**** Data excerpts ****

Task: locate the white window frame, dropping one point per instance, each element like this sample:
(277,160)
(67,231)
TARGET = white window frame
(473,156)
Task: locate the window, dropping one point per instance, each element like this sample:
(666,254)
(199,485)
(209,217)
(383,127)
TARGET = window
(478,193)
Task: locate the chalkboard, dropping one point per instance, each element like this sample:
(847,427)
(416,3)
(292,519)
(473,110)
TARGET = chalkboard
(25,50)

****
**** Data excerpts ****

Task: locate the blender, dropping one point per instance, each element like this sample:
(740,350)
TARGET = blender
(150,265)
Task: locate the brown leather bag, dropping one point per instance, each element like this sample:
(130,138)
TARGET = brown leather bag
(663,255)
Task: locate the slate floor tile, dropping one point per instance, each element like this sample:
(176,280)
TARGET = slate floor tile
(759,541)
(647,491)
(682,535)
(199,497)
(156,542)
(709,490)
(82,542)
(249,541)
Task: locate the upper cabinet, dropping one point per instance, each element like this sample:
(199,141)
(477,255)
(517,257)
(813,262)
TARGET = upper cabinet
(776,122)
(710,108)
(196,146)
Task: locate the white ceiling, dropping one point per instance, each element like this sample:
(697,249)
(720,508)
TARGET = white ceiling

****
**** Data excerpts ****

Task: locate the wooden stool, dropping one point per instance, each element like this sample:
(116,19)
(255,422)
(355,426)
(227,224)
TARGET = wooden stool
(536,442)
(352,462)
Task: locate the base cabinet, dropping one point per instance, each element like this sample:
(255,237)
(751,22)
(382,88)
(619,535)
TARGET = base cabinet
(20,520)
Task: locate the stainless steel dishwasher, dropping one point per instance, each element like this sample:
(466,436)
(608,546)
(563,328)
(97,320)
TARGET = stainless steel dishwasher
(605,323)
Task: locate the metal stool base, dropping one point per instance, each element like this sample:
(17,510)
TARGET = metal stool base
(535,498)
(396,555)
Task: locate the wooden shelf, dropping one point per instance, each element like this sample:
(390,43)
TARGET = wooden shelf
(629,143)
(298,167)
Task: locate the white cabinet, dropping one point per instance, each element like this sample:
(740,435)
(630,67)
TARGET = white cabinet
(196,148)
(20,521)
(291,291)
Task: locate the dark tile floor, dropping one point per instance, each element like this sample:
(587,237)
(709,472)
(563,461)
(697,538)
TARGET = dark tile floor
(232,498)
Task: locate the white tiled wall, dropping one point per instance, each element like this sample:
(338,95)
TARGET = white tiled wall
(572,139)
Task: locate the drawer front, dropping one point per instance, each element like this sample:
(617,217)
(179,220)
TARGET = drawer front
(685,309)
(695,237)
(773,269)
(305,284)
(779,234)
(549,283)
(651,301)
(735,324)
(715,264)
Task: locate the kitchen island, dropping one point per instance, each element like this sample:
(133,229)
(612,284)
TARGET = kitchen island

****

» Your objective: Among the lines above, some may hold the string "ceiling". State how many, giving the number alone.

» Answer for this exercise: 2